A block of data
------------------------------

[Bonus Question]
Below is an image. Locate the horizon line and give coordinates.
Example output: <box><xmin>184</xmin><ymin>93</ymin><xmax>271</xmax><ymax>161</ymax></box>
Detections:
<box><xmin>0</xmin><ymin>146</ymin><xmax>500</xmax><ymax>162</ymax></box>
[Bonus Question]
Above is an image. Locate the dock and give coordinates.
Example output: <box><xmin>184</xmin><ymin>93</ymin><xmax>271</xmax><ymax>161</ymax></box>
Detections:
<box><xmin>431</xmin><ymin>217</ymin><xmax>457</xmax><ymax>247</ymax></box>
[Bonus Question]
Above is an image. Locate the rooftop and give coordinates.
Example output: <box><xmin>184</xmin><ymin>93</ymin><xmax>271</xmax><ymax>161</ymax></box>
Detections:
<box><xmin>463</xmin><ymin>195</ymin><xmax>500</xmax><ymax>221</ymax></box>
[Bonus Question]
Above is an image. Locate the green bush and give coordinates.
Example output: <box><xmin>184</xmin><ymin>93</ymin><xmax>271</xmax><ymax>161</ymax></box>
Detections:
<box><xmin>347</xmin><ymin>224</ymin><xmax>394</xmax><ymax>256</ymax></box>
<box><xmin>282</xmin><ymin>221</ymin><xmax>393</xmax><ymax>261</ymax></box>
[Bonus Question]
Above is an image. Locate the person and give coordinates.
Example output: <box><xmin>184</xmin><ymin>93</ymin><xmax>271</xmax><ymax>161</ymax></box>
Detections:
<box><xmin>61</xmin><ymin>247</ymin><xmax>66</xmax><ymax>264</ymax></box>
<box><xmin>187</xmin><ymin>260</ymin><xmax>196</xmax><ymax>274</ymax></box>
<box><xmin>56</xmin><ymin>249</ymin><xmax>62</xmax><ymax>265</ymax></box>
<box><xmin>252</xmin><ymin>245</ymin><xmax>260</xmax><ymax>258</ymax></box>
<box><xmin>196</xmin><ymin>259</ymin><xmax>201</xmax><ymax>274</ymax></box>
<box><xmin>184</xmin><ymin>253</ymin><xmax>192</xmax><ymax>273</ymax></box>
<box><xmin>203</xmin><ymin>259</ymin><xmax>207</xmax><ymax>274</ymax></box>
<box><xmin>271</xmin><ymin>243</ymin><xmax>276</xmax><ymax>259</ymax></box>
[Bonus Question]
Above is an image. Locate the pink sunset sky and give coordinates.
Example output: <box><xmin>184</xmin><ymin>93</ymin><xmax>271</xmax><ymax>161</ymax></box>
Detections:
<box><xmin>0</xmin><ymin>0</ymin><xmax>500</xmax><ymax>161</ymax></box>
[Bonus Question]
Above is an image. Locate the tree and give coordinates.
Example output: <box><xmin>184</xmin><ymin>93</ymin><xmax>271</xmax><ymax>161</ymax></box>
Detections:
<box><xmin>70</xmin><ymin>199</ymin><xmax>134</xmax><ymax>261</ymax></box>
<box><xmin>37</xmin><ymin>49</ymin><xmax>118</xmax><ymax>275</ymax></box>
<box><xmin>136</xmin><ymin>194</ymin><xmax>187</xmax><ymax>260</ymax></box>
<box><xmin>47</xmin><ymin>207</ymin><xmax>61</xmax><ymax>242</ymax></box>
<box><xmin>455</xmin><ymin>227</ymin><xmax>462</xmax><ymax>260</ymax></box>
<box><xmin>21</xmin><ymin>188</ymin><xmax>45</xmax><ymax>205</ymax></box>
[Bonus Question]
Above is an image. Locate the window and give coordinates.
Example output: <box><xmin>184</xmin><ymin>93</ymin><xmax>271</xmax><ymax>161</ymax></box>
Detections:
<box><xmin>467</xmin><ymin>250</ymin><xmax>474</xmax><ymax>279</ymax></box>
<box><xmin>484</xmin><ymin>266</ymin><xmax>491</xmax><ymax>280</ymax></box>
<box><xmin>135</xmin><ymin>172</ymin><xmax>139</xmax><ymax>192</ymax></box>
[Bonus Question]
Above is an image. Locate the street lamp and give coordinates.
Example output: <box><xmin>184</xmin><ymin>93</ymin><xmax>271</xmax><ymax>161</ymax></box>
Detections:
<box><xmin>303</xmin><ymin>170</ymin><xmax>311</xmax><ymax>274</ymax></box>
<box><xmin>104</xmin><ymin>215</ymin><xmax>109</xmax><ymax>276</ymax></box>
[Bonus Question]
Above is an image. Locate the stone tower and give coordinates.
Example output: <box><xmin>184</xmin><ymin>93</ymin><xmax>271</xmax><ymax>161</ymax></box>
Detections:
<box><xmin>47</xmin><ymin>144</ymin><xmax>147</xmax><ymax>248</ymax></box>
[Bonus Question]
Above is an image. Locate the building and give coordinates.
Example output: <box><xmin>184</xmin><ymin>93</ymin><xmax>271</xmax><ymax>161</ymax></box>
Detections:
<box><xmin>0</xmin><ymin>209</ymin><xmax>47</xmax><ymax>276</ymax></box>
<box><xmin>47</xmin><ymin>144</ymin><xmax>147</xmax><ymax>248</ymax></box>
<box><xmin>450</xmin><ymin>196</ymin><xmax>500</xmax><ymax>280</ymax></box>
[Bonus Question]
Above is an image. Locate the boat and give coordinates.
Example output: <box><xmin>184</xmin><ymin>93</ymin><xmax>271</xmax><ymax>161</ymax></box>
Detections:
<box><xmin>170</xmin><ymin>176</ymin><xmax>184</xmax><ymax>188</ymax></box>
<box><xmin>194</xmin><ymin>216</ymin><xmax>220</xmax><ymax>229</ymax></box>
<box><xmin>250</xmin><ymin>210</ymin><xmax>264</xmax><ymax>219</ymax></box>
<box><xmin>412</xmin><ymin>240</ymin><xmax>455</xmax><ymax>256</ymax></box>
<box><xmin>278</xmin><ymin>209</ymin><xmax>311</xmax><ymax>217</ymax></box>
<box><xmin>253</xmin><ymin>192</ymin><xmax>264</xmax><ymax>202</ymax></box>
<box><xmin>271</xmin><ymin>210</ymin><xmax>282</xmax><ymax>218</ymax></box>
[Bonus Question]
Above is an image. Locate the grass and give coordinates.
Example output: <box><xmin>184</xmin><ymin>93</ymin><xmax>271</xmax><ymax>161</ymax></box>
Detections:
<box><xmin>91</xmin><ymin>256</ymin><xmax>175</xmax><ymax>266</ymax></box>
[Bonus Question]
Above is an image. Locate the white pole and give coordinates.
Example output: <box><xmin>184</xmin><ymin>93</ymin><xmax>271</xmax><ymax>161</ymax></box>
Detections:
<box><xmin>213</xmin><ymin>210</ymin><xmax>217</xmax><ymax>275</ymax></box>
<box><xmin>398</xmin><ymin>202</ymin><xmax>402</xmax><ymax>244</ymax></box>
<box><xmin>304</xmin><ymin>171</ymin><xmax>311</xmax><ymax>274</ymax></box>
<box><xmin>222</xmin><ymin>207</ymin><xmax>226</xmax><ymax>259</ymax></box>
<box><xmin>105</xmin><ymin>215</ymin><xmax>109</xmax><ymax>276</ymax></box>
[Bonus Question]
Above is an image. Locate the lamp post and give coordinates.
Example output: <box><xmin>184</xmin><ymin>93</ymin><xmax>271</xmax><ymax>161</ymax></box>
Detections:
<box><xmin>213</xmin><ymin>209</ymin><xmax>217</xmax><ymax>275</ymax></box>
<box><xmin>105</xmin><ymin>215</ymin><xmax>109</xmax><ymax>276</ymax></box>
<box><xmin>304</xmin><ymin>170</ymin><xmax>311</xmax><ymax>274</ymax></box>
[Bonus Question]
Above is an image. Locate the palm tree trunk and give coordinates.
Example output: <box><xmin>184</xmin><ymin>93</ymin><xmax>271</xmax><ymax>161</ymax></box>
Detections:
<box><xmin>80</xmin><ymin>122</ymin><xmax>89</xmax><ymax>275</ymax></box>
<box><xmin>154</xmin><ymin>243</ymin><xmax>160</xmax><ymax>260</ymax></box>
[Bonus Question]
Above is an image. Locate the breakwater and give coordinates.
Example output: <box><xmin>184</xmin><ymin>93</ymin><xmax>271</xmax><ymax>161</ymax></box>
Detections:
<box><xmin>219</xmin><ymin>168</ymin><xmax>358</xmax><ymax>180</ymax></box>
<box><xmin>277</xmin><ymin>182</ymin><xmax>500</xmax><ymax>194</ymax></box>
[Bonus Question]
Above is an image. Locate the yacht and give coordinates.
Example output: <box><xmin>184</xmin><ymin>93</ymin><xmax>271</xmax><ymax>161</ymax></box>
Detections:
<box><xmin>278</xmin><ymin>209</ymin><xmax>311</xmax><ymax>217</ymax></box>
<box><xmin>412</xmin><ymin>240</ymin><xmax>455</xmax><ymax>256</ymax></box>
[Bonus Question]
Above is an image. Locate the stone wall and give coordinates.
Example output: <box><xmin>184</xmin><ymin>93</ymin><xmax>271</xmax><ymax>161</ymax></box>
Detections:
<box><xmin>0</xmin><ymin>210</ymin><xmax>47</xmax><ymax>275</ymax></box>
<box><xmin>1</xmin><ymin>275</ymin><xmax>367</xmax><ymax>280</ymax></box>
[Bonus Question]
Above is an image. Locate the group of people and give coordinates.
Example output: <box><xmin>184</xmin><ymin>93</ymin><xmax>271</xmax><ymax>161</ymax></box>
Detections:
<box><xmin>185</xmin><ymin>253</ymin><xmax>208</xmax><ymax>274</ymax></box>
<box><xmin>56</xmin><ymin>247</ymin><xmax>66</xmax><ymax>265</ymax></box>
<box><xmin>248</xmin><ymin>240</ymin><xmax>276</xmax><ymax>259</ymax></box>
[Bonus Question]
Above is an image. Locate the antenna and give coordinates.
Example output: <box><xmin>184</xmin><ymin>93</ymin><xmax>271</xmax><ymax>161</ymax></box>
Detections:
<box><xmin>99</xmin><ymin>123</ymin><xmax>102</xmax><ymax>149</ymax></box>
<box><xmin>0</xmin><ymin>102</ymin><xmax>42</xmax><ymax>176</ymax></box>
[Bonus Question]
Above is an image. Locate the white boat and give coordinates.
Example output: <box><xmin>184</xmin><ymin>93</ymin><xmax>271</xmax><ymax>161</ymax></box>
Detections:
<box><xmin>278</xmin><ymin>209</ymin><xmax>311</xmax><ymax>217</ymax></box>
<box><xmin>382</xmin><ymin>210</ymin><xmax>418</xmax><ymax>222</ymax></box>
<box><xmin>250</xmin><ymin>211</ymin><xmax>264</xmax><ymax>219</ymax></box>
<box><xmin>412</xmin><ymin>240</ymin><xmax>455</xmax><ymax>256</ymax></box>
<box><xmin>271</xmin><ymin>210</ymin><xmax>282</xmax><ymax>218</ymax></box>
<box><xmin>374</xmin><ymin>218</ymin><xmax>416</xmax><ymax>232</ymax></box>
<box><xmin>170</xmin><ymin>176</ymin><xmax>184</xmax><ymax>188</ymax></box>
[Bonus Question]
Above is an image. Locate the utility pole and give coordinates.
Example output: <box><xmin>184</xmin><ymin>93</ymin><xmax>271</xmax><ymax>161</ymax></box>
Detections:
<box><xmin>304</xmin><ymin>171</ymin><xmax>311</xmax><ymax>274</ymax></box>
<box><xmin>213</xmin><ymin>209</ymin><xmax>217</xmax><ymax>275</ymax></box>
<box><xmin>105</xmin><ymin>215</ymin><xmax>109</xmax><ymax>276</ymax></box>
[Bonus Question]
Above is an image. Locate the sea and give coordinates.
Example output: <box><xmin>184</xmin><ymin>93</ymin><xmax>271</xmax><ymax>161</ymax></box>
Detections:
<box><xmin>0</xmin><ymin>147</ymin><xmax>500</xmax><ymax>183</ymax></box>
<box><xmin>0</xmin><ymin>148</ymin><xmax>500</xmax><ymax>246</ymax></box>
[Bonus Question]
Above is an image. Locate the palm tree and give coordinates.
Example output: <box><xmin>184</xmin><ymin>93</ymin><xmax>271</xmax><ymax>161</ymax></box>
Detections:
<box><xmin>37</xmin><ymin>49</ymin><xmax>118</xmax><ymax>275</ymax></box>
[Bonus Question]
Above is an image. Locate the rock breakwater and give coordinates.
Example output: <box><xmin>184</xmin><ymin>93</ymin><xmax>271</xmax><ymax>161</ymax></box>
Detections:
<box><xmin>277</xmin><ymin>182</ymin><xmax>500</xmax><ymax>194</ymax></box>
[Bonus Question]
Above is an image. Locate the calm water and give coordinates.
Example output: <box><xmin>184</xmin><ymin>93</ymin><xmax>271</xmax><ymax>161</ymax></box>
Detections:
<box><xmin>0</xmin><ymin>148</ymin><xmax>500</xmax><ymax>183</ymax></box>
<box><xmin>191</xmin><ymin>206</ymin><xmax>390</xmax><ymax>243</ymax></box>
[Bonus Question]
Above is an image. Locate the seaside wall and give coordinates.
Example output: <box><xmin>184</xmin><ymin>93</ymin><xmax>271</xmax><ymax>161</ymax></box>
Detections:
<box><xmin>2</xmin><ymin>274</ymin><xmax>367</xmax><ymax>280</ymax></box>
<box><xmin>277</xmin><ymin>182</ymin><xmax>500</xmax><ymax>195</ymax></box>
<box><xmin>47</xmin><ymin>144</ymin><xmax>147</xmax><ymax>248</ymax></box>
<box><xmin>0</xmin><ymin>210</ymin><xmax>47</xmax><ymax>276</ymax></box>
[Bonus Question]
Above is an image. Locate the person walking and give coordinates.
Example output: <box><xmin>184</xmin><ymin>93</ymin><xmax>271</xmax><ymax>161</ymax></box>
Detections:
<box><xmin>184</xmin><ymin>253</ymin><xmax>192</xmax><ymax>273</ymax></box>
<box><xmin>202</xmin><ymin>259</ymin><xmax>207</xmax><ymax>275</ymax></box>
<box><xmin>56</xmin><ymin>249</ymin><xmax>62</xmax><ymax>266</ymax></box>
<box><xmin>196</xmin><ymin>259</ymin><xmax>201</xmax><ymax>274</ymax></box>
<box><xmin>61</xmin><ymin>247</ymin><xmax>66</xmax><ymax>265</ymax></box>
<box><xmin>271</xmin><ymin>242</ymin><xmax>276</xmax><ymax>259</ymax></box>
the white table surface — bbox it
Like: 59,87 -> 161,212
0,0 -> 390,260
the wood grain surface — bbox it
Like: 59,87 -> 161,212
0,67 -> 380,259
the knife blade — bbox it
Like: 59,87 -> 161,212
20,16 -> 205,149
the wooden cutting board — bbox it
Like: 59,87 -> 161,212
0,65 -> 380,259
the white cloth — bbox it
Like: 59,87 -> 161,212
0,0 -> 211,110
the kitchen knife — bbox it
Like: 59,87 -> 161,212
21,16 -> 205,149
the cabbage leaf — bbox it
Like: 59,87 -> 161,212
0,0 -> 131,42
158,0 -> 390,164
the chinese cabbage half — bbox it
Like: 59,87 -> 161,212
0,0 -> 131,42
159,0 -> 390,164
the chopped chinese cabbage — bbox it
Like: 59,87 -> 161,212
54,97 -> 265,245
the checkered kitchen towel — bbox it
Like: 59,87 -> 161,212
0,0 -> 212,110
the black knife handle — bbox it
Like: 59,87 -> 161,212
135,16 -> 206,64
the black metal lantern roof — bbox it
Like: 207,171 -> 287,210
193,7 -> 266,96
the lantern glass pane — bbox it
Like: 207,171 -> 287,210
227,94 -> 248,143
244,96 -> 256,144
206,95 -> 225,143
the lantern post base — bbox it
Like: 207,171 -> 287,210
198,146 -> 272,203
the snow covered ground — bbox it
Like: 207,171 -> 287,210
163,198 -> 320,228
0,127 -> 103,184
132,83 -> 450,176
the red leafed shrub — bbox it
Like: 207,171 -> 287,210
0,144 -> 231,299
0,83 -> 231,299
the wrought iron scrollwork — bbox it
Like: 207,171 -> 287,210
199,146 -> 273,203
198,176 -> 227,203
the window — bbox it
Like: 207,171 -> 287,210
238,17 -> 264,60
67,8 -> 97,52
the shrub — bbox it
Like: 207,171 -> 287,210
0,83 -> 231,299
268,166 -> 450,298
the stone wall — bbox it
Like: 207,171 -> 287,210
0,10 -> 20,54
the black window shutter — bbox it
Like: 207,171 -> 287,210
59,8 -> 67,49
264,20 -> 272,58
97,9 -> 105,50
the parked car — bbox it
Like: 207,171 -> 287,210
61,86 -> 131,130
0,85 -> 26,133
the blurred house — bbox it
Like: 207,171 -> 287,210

------------------------------

**Directions for this task:** Copy everything above from the line containing "the white cloth — bbox it" down to the line containing "67,8 -> 97,52", leaving the requests and their "Like:" lines as they are. In the answers, multiply every box coordinate by 2.3 and round to whole numbers, with halves going up.

**Complete output:**
the white cloth — bbox it
Like: 59,87 -> 161,212
0,0 -> 485,253
the kitchen knife — bbox it
Like: 59,87 -> 161,212
48,37 -> 472,343
the cabbage leaf — bbox it
Like: 59,87 -> 161,212
0,0 -> 301,97
363,0 -> 897,377
the chinese cabbage half — bbox it
Like: 59,87 -> 161,212
0,0 -> 301,97
366,0 -> 897,377
the chopped chinese cabbage — bbox it
Like: 59,87 -> 161,212
124,223 -> 610,564
the checkered kitchen towel — bbox it
Like: 59,87 -> 161,212
0,0 -> 488,253
the black knife handle — bbox it
Like: 59,87 -> 161,212
311,37 -> 474,147
the black metal lantern roof — bbox it
Like: 207,171 -> 287,210
444,16 -> 612,221
the lantern glass pane — bbox it
Like: 207,171 -> 287,210
522,216 -> 570,329
561,221 -> 589,331
474,219 -> 518,329
the lantern post base — bbox it
Like: 207,171 -> 287,210
455,336 -> 626,467
the snow covered ground — bbox it
Like: 207,171 -> 287,210
375,455 -> 736,524
0,292 -> 237,423
304,191 -> 1035,405
the red leafed shrub — bbox it
Like: 207,171 -> 287,210
0,331 -> 531,688
0,191 -> 531,688
the wrought iron scrollwork — bbox it
Like: 207,171 -> 287,210
458,336 -> 628,467
455,405 -> 522,467
the window — bbox it
Like: 207,171 -> 287,210
547,39 -> 607,138
154,18 -> 223,120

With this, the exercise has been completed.